■ **Your objective**:
Using the records below, write out again exactly the lines that begin at the line containing "Where can you see the fish anal" and end at the line containing "point(542, 135)", and no other lines.

■ **Listed records**:
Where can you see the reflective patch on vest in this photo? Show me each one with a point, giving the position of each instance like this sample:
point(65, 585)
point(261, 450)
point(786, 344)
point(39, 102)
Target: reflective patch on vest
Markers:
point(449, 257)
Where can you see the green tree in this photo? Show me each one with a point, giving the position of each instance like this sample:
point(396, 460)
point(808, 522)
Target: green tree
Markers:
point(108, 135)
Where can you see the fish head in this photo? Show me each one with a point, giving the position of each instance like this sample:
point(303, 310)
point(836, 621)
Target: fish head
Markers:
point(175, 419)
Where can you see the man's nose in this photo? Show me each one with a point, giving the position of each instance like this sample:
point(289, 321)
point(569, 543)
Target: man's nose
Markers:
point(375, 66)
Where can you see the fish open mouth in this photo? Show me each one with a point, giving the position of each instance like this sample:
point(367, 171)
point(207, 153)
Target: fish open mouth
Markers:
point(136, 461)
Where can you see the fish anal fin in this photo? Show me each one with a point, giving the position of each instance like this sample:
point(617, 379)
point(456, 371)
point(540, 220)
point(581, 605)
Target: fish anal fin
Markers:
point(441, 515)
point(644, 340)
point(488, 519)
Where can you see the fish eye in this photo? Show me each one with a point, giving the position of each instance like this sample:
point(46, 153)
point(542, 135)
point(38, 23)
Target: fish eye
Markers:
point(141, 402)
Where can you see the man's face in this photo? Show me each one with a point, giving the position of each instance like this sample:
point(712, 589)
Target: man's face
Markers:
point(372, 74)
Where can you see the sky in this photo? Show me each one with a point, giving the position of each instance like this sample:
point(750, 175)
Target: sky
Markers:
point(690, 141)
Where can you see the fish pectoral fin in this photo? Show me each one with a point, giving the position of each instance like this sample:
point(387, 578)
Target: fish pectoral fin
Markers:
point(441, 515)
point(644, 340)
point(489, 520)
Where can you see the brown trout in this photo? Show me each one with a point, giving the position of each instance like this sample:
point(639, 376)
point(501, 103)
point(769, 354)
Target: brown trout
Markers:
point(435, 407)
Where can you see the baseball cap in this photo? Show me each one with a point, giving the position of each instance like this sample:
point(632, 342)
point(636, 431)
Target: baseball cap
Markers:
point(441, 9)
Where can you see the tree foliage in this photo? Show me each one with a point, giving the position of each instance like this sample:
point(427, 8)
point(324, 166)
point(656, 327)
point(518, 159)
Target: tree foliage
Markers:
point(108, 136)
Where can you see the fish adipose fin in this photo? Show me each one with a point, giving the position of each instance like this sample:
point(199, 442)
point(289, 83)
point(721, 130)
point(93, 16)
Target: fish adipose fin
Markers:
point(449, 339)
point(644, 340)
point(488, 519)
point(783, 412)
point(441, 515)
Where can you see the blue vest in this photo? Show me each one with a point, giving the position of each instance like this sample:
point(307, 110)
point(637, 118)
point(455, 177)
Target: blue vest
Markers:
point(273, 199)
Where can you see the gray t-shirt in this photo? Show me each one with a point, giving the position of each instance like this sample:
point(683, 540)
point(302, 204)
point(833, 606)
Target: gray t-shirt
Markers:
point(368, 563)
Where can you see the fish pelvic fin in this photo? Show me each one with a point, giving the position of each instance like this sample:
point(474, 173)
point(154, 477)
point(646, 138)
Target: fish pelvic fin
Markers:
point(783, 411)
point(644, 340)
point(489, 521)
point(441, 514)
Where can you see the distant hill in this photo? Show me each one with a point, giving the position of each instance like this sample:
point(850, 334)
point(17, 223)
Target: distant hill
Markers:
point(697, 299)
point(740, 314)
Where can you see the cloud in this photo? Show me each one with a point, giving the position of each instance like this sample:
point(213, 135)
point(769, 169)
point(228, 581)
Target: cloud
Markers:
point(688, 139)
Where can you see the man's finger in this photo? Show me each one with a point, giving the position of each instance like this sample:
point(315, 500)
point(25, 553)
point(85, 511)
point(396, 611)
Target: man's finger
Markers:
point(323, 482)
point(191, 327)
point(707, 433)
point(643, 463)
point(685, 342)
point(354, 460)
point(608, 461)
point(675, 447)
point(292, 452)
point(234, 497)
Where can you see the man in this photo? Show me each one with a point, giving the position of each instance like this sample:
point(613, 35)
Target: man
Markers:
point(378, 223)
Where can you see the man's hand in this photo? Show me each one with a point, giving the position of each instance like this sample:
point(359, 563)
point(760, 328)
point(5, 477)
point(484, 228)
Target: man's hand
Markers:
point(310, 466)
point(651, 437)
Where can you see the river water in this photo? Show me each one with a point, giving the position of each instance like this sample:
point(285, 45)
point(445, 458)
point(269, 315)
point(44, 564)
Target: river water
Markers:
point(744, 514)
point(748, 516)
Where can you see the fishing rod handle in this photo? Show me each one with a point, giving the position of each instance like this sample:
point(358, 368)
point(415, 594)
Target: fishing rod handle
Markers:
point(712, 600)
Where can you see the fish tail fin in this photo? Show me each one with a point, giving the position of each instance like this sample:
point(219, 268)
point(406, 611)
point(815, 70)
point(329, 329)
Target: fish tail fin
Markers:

■ **Response area**:
Where can you see the fish anal fin in this photo? Show me each one with a point, giving the position of each instance like this sample:
point(617, 379)
point(456, 371)
point(540, 220)
point(581, 605)
Target: fish anal fin
Markers:
point(441, 515)
point(644, 340)
point(488, 519)
Where can you see the fish eye in this photo? Show me each one with a point, giving the position of each instance like this sample:
point(46, 153)
point(542, 135)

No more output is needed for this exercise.